> [Instructions for the task] From the listing below, pull out the lines that hold "this".

> [Data supplied]
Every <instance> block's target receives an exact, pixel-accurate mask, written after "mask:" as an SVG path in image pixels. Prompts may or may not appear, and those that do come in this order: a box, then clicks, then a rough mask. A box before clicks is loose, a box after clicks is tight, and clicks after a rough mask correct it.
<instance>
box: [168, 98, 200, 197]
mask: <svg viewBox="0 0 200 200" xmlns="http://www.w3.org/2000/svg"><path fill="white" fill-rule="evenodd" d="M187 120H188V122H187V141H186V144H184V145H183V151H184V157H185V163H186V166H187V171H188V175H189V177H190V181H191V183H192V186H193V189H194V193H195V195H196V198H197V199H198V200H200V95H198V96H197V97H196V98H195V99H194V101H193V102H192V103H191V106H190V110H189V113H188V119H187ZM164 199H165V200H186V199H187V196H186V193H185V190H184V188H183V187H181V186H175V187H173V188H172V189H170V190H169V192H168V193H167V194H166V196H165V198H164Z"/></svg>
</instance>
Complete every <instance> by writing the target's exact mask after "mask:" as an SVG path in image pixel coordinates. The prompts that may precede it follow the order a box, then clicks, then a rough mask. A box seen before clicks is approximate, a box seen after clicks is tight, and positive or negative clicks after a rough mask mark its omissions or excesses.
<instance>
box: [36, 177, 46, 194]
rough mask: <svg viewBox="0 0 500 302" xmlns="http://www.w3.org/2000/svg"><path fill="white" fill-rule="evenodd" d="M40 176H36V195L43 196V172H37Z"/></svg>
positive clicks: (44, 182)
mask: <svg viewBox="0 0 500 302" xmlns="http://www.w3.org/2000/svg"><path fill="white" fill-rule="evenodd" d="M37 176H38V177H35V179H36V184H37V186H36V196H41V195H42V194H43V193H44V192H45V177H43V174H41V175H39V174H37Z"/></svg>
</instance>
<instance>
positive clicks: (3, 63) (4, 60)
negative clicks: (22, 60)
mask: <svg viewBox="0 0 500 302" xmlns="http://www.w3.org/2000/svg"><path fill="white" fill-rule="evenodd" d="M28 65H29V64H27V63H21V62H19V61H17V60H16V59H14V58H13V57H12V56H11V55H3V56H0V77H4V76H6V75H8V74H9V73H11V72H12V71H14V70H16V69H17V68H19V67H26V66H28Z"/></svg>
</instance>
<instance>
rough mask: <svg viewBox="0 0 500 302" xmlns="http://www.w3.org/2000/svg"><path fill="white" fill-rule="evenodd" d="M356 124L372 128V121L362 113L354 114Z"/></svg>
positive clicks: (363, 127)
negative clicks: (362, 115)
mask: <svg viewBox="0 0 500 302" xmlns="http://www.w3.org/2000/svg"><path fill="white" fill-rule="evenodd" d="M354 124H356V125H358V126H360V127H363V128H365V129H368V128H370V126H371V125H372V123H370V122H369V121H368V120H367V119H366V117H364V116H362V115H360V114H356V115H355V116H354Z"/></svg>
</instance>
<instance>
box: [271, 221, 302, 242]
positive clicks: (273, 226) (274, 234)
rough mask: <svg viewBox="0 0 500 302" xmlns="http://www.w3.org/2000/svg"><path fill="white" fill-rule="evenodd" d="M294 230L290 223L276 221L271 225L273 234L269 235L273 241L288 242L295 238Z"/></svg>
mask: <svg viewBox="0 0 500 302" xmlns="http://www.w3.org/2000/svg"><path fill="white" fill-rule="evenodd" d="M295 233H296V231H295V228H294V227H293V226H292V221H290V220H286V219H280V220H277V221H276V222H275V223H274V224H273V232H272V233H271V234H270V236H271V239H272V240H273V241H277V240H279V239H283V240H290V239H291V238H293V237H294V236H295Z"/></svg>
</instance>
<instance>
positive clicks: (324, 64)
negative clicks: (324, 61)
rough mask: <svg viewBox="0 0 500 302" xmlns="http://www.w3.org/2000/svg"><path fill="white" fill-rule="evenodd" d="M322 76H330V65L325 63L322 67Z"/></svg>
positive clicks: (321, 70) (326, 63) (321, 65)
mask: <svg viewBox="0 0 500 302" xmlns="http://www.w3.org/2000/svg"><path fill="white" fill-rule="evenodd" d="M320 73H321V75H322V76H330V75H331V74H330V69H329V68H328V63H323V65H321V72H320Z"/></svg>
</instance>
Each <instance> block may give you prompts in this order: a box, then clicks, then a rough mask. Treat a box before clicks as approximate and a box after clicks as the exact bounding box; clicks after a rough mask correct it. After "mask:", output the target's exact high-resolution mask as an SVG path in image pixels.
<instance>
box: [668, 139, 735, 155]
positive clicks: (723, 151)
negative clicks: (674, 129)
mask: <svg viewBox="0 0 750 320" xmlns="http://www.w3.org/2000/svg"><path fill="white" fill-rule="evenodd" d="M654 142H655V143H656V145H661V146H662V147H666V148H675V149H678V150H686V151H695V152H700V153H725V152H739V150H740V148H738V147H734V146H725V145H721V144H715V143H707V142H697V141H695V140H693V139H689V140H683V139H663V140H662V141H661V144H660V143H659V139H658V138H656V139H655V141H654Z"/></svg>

> [Response area]
Every <instance> block's target receives an exact, pixel-accurate mask, written after "mask:" as an SVG path in image pixels. Prompts may or may not appear, and those that do come in this order: a box, then clicks, then a rough mask. A box before clicks is loose, a box after clicks is tight, and clicks after a rough mask correct it.
Each <instance> block may give you prompts in this order: a box, then clicks, then a rough mask. Treat a box before clicks as approximate and a box after clicks as the exact bounding box; clicks after a rough mask correct it. After "mask:", output the target's exact high-resolution mask as an SVG path in image pixels.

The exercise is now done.